> [YOUR OBJECTIVE]
Pull out every line in the records below that contains the word "desk", and copy each such line in full. Case counts, so uppercase and lowercase letters must match.

> [STORED DATA]
'''

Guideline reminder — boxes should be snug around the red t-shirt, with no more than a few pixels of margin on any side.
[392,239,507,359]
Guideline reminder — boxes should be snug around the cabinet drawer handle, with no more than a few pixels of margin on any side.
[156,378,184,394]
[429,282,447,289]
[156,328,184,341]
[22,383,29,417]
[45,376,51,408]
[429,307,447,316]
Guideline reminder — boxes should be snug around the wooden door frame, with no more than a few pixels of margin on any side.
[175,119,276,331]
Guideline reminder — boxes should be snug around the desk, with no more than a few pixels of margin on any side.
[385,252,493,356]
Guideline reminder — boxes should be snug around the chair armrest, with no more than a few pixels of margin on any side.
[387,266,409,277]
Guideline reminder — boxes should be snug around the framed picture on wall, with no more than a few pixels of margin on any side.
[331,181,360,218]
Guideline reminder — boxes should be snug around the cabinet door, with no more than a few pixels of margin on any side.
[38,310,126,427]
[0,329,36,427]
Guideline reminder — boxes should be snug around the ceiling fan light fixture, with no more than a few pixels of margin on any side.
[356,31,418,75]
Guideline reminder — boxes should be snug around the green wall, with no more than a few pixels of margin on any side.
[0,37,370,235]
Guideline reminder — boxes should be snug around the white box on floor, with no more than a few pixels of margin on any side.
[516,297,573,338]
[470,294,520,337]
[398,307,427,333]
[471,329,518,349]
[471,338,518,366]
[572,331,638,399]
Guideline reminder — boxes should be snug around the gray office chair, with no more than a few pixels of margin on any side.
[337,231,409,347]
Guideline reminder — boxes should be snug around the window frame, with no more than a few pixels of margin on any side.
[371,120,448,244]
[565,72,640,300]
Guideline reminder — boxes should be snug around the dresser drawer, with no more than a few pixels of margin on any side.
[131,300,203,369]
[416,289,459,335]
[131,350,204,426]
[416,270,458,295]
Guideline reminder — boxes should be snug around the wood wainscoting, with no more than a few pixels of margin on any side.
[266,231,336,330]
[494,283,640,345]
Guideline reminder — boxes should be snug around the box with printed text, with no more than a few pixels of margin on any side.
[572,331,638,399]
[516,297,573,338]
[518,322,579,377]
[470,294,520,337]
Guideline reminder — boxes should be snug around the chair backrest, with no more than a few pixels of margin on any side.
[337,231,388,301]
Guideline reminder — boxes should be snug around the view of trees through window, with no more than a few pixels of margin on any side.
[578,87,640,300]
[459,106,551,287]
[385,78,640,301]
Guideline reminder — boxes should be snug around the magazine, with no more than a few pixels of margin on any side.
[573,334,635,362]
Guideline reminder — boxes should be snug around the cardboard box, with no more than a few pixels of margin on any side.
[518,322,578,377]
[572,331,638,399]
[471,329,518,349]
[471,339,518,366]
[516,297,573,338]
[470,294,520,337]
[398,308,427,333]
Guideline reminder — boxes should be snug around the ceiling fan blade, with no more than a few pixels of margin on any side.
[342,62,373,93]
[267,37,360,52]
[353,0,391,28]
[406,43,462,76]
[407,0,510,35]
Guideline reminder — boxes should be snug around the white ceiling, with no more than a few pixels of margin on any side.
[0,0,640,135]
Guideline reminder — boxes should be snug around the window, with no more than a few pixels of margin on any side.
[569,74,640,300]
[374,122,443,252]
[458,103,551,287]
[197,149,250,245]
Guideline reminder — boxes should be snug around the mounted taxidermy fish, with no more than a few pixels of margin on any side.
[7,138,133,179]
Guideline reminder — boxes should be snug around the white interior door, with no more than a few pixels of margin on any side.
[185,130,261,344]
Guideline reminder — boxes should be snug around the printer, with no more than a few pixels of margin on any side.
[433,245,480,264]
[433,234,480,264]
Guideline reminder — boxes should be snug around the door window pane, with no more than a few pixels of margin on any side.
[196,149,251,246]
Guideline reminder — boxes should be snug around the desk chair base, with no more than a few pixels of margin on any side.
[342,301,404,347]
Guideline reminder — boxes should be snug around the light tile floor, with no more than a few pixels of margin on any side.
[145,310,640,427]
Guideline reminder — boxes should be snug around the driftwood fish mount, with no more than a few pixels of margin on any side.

'''

> [EXERCISE RESULT]
Guideline reminder — boxes should be snug around the desk, with no more than a few pixels of margin on any side.
Guideline reminder — boxes should be snug around the desk chair base, with no more than a few pixels of margin on any side.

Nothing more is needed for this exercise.